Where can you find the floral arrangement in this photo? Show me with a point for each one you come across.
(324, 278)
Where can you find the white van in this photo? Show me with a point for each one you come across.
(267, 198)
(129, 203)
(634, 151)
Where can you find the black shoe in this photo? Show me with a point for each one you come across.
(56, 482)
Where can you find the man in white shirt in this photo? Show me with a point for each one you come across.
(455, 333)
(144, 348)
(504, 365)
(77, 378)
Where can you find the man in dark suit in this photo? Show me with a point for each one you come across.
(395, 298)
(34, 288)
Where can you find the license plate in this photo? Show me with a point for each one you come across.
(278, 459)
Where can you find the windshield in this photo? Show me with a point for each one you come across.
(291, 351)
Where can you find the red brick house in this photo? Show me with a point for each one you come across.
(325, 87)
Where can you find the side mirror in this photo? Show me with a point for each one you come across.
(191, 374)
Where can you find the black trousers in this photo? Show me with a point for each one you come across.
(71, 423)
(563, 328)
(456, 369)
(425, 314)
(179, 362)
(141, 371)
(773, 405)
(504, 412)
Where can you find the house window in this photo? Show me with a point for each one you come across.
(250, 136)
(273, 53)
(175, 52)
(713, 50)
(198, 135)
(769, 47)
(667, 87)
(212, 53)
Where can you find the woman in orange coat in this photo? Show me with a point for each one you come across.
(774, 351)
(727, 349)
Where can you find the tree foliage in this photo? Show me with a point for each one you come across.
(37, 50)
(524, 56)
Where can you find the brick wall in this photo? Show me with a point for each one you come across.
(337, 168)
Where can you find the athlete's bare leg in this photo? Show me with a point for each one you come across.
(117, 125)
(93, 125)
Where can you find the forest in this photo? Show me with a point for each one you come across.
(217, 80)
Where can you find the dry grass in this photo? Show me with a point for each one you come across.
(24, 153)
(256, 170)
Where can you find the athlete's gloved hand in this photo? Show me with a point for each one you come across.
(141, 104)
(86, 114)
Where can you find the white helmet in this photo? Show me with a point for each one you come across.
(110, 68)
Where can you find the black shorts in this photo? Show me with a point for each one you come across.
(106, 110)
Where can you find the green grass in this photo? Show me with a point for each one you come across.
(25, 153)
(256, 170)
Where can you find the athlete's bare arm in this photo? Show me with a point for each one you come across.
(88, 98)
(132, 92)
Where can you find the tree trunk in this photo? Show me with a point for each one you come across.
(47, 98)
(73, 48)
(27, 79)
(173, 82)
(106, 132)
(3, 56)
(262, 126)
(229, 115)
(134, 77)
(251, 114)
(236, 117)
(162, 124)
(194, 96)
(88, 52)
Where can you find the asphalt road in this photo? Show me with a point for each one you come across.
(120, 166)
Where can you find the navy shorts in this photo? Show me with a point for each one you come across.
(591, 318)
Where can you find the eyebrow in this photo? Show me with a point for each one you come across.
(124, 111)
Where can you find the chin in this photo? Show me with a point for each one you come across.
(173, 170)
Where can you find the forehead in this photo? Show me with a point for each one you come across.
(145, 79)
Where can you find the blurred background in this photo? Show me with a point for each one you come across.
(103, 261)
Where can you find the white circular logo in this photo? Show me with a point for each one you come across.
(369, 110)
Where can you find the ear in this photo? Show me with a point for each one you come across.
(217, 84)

== STATED GOAL ==
Scale the listing from the line with "Where can you find the navy" through its end, both ends included. Give every one of those lines again, requests as well, with each answer coordinate multiplied by 0.65 and rounded to a whole number, halves rounding up.

== EXERCISE RESPONSE ==
Where can you find the navy shorts in this photo? Show me with a point for each one you come across.
(384, 207)
Where can you find the eyebrow in this photo? Show me with a point for each one you come across.
(81, 72)
Where can you find the chin in this photo? Show me with a point for each one you come across.
(112, 111)
Where can you find the forehead in this photo? Show me with a point for each one you come across.
(94, 51)
Where can you find the blurred background in this photo? Show me with a point for each one you come across.
(67, 170)
Where can you find the white circular logo in this photo? Show me with a point for each one you come across.
(240, 72)
Where can you find the ear in this photo? Show me with a point for each one you come across.
(141, 55)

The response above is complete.